WRITTEN PROBLEM 1 » In the Wi-Fi passage, roughly what share of client penetration does the author report seeing in their own 6 GHz deployments?
■ ■ ■
OK. That I can live with. There are SOME features that David says are more likely to eventually impress for real, but we’ll get to those in a minute. Throughout our conversation, the new 6 GHz spectrum that came with 802.11ax is where David’s enthusiasm is rooted. For now, it breaks us out of the downsides that come with the double-edged sword of backwards compatibility in Wi-Fi. Sure, eventually Wi-Fi 7’s 6 GHz will be backwards compatible with Wi-Fi 6E, but that is far less performance-sucking than 802.11ax being backwards compatible with 802.11b. 6 GHz is new, expansive and in many ways a clean RF canvas.

David says that we should be thinking critically about how we actually use 6 GHz, and maybe we ought to reserve it for our mission-critical clients like corporate devices while relegating guests and utility devices to 2.4 and 5 GHz rather than simply repeat the common all SSIDS in both bands habits of the past.

I pointed out that in my own 6 GHz deployments, I’m seeing around 5% (give or take 2%) 6 GHz client penetration. I asked David when this will change, and when we should expect 6 GHz to become more exciting from the client perspective. His answer is twofold: we need (and expect) Apple to add 6E to it’s next round of iPhones- likely to happen in Fall of ’23. And we need more Android phones in the lower price tiers to catch on to 6E chipsets. It’s in flagship Android models, and will eventually make it’s way down-market.

And whether we are talking Wi-Fi 6E or 7 and beyond, David sees a role for 6GHz in high-throughput mesh backhaul. With so many channels to use in 6 GHZ, it’s not unrealistic to remove a few from the client-servicing channel plan and reserve them for mesh duty- not a luxury we really had in either 5 or 2.4 bands. I’m digging that as it could make mesh less “only as a last resort” feeling.

Wi-Fi 7 Right Around the Corner

David rightfully pointed out during our talk that 802.11ax (Wi-Fi 6) has been with us for FOUR years. Time flies, especially when measured in WLAN years. He pointed out that WLAN 7 is right around the corner, with the usual absolutely foolish start on the consumer side of the market- like so:

It matters not that there is no Wi-Fi Alliance Wi-Fi 7 testing program yet, or an actual ratified standard… and you just KNOW these things are going to come with moronic default channel widths of 160 or even 320 MHz. It won’t be long before goofy consumer stuff with these foolish defaults interfere with the careful 6 GHz channel plans us enterprise folks use. Some problems just don’t go away.
■ ■ ■
WRITTEN PROBLEM 2 » Reproduce the entries from the line holding "Could you point out the green pesto" through the end of the entries, inclusive, switching "cherry tomato" to "grape tomato" wherever it occurs and leaving everything else unchanged.

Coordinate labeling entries
■ ■ ■
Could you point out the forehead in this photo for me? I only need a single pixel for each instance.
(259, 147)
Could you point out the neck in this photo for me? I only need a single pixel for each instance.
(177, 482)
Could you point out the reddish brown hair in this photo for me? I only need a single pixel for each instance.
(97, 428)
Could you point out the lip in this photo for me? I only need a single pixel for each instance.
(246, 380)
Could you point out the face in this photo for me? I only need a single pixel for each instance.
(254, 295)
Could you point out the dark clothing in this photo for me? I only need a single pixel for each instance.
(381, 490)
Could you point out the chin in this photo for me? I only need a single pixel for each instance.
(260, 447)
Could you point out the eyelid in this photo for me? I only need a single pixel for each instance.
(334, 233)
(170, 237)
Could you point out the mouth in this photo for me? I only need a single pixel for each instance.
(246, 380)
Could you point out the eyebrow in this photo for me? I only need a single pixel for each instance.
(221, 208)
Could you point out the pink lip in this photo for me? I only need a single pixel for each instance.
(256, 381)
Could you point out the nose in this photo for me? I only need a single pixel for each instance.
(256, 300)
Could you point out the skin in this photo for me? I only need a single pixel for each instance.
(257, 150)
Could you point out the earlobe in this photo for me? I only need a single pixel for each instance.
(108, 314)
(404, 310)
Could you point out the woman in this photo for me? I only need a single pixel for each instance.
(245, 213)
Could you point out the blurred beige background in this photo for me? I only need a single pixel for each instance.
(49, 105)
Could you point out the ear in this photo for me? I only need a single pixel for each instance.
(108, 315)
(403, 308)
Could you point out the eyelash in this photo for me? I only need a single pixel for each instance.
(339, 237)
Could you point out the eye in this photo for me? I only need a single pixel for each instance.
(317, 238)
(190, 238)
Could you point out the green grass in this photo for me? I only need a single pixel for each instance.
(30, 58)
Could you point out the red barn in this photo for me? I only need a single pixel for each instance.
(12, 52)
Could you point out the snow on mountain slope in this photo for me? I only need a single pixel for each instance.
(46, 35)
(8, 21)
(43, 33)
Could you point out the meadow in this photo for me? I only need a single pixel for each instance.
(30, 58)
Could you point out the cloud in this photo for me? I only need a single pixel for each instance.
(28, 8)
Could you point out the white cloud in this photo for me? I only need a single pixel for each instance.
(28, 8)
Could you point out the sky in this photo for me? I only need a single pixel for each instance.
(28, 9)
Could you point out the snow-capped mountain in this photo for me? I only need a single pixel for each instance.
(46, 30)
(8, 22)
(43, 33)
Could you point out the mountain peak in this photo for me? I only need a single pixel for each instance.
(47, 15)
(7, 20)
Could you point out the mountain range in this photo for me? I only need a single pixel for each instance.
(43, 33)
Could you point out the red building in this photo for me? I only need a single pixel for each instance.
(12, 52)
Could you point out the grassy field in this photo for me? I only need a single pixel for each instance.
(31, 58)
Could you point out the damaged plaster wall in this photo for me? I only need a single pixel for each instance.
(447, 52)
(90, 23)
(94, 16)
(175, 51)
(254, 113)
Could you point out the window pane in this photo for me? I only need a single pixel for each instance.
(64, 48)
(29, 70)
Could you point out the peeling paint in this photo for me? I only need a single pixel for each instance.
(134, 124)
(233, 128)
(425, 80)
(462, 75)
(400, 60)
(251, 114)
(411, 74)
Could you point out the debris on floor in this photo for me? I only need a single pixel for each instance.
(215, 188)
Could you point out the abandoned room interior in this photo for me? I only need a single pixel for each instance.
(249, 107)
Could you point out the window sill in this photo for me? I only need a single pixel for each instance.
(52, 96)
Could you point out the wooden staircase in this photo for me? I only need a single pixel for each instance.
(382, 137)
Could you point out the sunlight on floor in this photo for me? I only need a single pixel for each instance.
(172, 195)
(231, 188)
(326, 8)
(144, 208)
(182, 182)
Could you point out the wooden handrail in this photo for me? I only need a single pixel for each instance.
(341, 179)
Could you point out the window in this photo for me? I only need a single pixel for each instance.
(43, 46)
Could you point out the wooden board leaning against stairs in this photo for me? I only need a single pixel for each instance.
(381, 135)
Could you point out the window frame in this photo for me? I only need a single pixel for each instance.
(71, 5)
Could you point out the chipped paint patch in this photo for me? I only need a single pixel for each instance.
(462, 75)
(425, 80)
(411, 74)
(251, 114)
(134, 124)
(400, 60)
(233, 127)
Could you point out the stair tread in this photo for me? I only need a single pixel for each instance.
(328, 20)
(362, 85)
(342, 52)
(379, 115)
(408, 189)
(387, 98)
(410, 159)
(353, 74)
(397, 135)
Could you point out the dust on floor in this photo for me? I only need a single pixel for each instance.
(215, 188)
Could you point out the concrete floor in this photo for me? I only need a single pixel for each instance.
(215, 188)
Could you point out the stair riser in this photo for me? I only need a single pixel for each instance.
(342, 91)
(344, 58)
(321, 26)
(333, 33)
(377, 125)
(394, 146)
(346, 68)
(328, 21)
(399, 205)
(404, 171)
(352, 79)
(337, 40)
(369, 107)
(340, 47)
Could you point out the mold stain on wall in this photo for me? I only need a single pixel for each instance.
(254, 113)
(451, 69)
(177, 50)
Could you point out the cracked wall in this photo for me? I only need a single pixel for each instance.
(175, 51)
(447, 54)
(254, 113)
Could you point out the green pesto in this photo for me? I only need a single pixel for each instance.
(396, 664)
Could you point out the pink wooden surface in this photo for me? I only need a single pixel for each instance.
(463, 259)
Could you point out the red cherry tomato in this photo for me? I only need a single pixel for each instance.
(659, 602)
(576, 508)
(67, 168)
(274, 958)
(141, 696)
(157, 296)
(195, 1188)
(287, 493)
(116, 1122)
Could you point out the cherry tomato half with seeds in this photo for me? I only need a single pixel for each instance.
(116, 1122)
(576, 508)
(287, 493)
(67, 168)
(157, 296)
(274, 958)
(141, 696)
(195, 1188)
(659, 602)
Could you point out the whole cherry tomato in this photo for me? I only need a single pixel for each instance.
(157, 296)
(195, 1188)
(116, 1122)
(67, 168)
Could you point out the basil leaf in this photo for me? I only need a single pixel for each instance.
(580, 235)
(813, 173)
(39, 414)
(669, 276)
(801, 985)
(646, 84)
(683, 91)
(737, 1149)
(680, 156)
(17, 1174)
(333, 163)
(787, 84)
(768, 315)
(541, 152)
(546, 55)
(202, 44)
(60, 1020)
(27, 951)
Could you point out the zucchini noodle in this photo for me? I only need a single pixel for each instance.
■ ■ ■
WRITTEN SOLUTION 1 » Around 5%, give or take 2%.

WRITTEN SOLUTION 2 »
Could you point out the green pesto in this photo for me? I only need a single pixel for each instance.
(396, 664)
Could you point out the pink wooden surface in this photo for me? I only need a single pixel for each instance.
(463, 259)
Could you point out the red grape tomato in this photo for me? I only need a single pixel for each instance.
(659, 602)
(576, 508)
(67, 168)
(274, 958)
(141, 696)
(157, 296)
(195, 1188)
(287, 493)
(116, 1122)
Could you point out the grape tomato half with seeds in this photo for me? I only need a single pixel for each instance.
(116, 1122)
(576, 508)
(287, 493)
(67, 168)
(157, 296)
(274, 958)
(141, 696)
(195, 1188)
(659, 602)
Could you point out the whole grape tomato in this photo for me? I only need a single pixel for each instance.
(157, 296)
(195, 1188)
(116, 1122)
(67, 168)
Could you point out the basil leaf in this photo for me? I only need a single pixel for each instance.
(580, 235)
(813, 173)
(39, 414)
(669, 276)
(801, 985)
(646, 84)
(683, 91)
(737, 1149)
(680, 156)
(17, 1174)
(333, 163)
(787, 84)
(768, 315)
(541, 152)
(546, 55)
(202, 44)
(60, 1020)
(27, 951)
Could you point out the zucchini noodle in this photo for me? I only need a single pixel for each instance.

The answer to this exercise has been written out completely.